Rows from an object pointing dataset:

++++++++

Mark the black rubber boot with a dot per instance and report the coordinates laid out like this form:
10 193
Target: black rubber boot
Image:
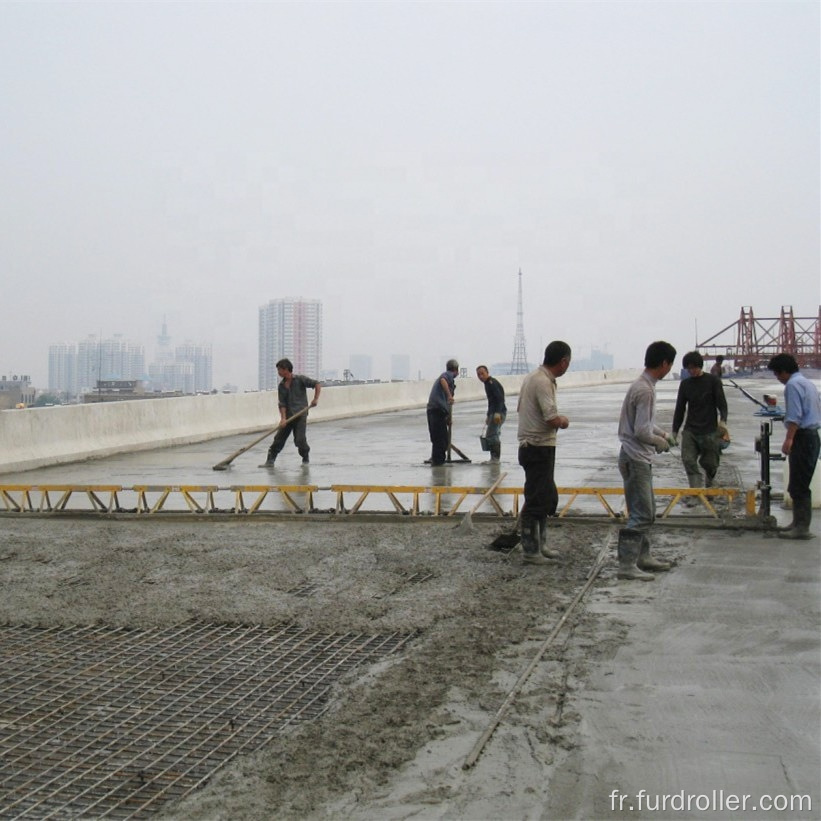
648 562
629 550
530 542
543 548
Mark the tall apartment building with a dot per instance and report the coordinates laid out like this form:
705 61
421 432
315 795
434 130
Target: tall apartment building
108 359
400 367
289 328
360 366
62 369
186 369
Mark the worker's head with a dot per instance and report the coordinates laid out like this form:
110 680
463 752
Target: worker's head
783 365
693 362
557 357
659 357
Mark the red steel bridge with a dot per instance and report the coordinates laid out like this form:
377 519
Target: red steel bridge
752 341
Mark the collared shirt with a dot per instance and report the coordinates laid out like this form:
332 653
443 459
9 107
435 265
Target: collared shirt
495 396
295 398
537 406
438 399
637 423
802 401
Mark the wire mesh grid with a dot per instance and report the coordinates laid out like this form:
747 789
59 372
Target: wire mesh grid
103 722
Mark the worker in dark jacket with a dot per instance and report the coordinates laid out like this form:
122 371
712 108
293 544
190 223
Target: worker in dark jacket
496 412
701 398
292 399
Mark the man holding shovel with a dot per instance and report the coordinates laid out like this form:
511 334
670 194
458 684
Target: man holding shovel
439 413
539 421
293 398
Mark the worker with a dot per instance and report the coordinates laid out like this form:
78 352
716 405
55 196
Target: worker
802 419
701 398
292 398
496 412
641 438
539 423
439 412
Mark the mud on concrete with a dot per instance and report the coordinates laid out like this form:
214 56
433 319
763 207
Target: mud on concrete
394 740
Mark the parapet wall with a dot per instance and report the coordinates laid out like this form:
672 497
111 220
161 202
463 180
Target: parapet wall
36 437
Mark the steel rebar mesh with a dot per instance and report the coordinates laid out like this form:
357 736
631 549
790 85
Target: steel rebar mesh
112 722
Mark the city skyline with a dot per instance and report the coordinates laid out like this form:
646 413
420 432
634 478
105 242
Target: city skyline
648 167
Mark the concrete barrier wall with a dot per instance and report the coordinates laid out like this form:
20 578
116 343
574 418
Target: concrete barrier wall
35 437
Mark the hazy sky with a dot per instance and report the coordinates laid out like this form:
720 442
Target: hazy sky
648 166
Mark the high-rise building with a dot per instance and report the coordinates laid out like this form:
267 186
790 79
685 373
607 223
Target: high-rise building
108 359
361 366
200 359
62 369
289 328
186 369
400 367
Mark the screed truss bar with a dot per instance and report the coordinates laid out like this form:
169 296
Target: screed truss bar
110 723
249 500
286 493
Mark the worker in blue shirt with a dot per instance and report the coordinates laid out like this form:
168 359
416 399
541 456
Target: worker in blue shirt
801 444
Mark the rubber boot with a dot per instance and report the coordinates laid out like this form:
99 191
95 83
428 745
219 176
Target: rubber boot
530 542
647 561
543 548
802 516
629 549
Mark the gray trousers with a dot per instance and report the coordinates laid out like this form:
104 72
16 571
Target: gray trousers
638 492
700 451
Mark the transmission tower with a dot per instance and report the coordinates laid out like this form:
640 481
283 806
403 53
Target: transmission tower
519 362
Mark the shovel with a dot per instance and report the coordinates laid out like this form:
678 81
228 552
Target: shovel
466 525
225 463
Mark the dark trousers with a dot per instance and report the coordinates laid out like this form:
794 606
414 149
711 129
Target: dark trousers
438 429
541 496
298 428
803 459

++++++++

• WHAT TO WORK ON: Turn all of the data above into a numbered list with one entry per line, skipping any blank lines. Leave the pictures out of your answer.

• COMPLETE OUTPUT:
1. Mark the black rubber boot with a dot per instance and report the coordinates laid out like this form:
2. 10 193
3. Target: black rubber boot
4. Image:
5. 648 562
6. 629 550
7. 530 542
8. 543 548
9. Mark the tall apartment building with a dot per instance and report the coordinates laid out like this form:
10. 705 61
11. 421 432
12. 315 795
13. 434 130
14. Target: tall apartment building
15. 108 359
16. 400 367
17. 289 328
18. 360 366
19. 62 369
20. 186 369
21. Mark the worker's head with a dot per instance and report the coordinates laid out like this form:
22. 110 680
23. 463 752
24. Target: worker's head
25. 783 365
26. 693 362
27. 557 357
28. 659 357
29. Mark the red steel bridge with a dot per instance and report the coordinates laid out like this form:
30. 377 519
31. Target: red steel bridge
32. 752 341
33. Mark the collared shirt with a dot per instance and report the coordinates laid out like this form:
34. 332 653
35. 443 459
36. 9 107
37. 435 265
38. Target: collared shirt
39. 495 396
40. 295 398
41. 537 406
42. 438 399
43. 637 423
44. 802 401
45. Mark the wire mesh grid with a dot per instance and report the coordinates laid out like this form:
46. 747 789
47. 59 372
48. Target: wire mesh grid
49. 103 722
50. Mark the worker in dark jacket with a dot per instance and report the coordinates laid out like this form:
51. 122 371
52. 712 108
53. 293 544
54. 190 223
55. Target: worker in dark jacket
56. 496 412
57. 701 398
58. 292 399
59. Mark the man holding shovel with a dot per instance and report the coordinates laid out like this form:
60. 511 334
61. 670 194
62. 458 684
63. Target: man holding shovel
64. 439 413
65. 539 421
66. 293 398
67. Mark the worker with a dot per instance and report the coordinates laid out like this form:
68. 78 352
69. 716 405
70. 55 196
71. Target: worker
72. 802 419
73. 701 398
74. 292 398
75. 496 412
76. 641 438
77. 539 423
78. 439 412
79. Mark the mud on concrete with a dot per instance and report the coordinates laid out like this form:
80. 214 56
81. 433 319
82. 763 207
83. Target: mud on concrete
84. 394 740
85. Mark the parapet wall with a dot per instance and report the coordinates laid out like this form:
86. 672 497
87. 111 220
88. 161 202
89. 463 180
90. Target: parapet wall
91. 36 437
92. Mark the steel rebar mesh with a dot per instance and report the coordinates laid out like this form:
93. 357 736
94. 631 549
95. 790 85
96. Target: steel rebar mesh
97. 112 722
98. Mark the city skyline with a dot per instance and report the coordinates laid out like this form:
99. 646 413
100. 420 432
101. 634 478
102. 105 242
103. Target: city skyline
104. 648 167
105. Mark the concrete barrier wall with a dot per instance and report the coordinates laid out like this form:
106. 20 578
107. 116 343
108. 574 418
109. Target: concrete barrier wall
110. 35 437
111. Mark the hazy sky with a dot per instance and report the coordinates laid out like this form:
112. 720 442
113. Target: hazy sky
114. 648 166
115. Mark the high-rise building with a dot per instance and report the coordinates laid out like this form:
116. 267 186
117. 790 79
118. 685 373
119. 607 223
120. Target: high-rise building
121. 108 359
122. 361 366
123. 200 359
124. 62 369
125. 289 328
126. 186 369
127. 400 367
128. Mark the screed truss bar with a dot per instance and report the coordinates laid out like this form:
129. 169 296
130. Target: screed truss bar
131. 110 723
132. 249 500
133. 286 493
134. Mark the worker in blue shirt with a dot per instance and report the coordinates laid out like this form:
135. 168 359
136. 416 399
137. 541 456
138. Target: worker in blue shirt
139. 801 444
140. Mark the rubber boot with a dot per instance and report the coordinates laid out like this form:
141. 99 191
142. 95 83
143. 428 745
144. 219 176
145. Target: rubber boot
146. 530 542
147. 647 561
148. 543 548
149. 802 516
150. 629 549
151. Mark the gray trousers with a dot per instance and report the coordinates laid out like this form:
152. 104 72
153. 16 571
154. Target: gray trousers
155. 638 492
156. 700 451
157. Mark the transmission tower with a dot per instance and report the coordinates laid out like this form:
158. 640 481
159. 283 806
160. 403 53
161. Target: transmission tower
162. 519 362
163. Mark the shovel with a dot per instance and report the coordinates laid out like this form:
164. 678 81
165. 228 552
166. Target: shovel
167. 466 525
168. 225 463
169. Mark the dark trousers with a dot per instance and report the coordinates laid out like this form:
170. 794 606
171. 414 149
172. 711 129
173. Target: dark trousers
174. 438 429
175. 541 496
176. 298 428
177. 803 459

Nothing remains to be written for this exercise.